How many lines in the rows below contain the string "house"? Reply with the number alone.

>> Begin Data supplied

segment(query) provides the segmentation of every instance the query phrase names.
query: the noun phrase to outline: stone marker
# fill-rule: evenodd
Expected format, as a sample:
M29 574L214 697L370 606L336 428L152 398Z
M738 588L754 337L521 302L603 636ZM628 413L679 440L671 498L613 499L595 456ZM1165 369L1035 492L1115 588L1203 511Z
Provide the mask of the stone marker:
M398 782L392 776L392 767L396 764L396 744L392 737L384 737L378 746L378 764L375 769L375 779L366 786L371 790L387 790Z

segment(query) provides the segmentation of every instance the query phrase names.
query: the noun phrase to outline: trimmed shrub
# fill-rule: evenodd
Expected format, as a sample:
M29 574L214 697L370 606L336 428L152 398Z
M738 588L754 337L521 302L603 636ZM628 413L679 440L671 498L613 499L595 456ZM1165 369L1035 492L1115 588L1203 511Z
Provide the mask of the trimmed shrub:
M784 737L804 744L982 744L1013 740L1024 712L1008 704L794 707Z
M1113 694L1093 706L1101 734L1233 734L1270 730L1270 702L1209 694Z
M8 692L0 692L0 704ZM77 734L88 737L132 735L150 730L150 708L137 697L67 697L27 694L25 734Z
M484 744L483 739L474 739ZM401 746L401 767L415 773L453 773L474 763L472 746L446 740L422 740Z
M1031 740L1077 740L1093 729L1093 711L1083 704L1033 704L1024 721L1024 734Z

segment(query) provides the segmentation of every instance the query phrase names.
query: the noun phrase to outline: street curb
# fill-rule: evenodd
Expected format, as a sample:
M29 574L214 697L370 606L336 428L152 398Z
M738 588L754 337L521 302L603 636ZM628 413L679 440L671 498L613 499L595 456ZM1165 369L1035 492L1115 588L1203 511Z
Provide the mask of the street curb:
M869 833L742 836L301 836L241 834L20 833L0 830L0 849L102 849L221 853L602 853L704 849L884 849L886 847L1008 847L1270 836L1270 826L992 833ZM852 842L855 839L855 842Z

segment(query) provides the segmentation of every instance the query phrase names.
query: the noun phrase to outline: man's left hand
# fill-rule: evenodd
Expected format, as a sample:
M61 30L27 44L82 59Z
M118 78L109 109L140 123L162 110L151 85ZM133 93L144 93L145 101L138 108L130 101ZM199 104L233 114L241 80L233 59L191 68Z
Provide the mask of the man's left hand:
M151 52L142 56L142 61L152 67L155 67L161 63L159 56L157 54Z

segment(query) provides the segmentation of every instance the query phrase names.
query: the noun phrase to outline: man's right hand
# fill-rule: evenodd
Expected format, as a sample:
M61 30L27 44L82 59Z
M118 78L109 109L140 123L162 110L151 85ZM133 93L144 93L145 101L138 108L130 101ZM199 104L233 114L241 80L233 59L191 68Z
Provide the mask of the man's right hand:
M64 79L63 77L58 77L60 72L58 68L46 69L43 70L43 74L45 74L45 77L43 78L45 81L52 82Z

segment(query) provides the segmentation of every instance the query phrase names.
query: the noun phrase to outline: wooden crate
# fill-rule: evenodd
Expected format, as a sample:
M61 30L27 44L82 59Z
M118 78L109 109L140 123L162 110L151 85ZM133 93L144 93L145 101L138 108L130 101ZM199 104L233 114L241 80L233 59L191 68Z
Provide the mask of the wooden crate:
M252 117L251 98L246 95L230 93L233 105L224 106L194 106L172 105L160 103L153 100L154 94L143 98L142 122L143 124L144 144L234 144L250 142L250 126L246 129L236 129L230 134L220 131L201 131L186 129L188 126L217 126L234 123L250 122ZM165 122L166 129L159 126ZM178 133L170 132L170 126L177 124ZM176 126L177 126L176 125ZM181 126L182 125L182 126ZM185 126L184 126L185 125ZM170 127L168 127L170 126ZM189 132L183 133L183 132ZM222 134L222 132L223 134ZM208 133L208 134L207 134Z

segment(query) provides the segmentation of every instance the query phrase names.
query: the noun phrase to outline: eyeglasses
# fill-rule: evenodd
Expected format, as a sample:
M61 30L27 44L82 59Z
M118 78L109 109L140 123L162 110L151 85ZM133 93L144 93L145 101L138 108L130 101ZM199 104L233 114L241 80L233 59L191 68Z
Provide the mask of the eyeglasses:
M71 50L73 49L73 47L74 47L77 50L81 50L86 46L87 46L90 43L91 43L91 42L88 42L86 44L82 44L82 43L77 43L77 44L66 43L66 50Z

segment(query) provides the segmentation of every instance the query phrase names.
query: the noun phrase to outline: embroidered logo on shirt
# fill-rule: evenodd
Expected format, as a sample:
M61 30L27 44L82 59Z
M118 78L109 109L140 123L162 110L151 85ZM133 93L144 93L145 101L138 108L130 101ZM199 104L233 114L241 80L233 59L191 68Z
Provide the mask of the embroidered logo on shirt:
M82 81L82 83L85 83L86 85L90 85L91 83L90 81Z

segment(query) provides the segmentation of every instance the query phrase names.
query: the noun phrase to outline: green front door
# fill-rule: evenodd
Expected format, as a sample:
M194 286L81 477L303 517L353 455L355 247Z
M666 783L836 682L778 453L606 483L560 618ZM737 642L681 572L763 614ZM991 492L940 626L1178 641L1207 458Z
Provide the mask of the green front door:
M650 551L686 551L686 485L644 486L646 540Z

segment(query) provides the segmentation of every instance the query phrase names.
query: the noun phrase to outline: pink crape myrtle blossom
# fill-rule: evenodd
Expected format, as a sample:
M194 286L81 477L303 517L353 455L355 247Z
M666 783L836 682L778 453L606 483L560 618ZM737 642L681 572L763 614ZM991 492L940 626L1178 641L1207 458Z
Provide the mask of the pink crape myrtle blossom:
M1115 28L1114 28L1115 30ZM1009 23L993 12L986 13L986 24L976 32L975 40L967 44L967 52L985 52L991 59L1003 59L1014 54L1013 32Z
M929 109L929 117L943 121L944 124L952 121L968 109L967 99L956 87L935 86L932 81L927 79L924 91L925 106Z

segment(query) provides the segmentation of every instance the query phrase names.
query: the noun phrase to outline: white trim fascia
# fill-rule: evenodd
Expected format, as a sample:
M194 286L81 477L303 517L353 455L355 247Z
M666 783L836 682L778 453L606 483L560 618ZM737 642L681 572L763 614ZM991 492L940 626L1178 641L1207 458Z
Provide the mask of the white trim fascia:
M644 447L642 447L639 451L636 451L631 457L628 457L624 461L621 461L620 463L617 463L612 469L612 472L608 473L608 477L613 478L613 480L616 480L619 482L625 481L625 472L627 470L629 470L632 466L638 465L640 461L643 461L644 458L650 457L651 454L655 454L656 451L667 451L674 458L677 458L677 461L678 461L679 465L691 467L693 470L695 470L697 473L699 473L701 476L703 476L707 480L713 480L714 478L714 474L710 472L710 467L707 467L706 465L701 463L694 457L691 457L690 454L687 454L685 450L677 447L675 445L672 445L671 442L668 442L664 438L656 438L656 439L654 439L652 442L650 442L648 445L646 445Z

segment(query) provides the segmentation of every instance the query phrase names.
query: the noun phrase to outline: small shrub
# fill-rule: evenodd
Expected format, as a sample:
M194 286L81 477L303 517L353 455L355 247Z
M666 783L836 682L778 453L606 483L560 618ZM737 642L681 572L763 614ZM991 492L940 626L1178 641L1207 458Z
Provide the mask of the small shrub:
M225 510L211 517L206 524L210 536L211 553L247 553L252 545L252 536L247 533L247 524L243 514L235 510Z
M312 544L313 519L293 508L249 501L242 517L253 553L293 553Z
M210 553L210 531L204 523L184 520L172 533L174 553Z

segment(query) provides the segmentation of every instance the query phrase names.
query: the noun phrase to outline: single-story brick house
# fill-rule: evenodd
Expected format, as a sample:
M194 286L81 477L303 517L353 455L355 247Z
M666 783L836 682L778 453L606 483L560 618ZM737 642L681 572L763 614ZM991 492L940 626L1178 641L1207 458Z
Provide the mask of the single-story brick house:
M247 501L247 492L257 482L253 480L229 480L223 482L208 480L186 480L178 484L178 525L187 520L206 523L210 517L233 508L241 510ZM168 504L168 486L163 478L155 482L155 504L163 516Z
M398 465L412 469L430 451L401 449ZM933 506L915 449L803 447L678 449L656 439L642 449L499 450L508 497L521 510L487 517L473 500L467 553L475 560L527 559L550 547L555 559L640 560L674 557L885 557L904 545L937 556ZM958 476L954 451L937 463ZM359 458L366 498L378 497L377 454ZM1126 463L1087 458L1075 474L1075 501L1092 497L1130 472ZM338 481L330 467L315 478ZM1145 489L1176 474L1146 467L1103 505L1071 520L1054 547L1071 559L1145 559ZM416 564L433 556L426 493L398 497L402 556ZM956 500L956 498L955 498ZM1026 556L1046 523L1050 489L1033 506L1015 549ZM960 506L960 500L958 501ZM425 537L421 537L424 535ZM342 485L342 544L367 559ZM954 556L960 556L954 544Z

>> End Data supplied

Answer for the task - 2